<<<<
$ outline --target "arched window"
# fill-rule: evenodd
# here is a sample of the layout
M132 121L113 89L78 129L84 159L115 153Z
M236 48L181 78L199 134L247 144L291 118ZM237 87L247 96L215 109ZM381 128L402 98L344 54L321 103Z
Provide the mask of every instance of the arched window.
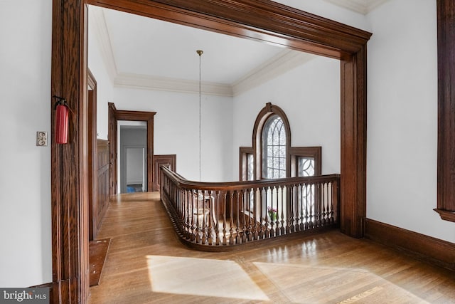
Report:
M271 115L262 128L262 177L286 177L287 151L286 129L279 115Z
M240 147L240 179L320 175L321 155L321 147L291 147L287 117L269 103L256 117L253 146Z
>>>>
EXERCISE DETAILS
Rewrite the material above as a JSON list of strings, with one string for each line. Leave out blank lines and the picture.

WRITTEN ANSWER
[
  "$ outline --target \"arched window\"",
  "# fill-rule: evenodd",
  "# here is a sample of the layout",
  "M132 121L113 89L78 129L84 159L115 153Z",
  "M236 48L181 78L199 134L247 144L291 118ZM237 87L247 96L215 109ZM381 128L402 98L344 54L321 103Z",
  "Provide the mask of every instance of the arched window.",
  "Report:",
  "M271 115L262 128L262 177L286 177L287 151L286 129L279 115Z",
  "M240 147L240 179L320 175L321 155L321 147L291 147L287 117L269 103L256 117L253 146Z"
]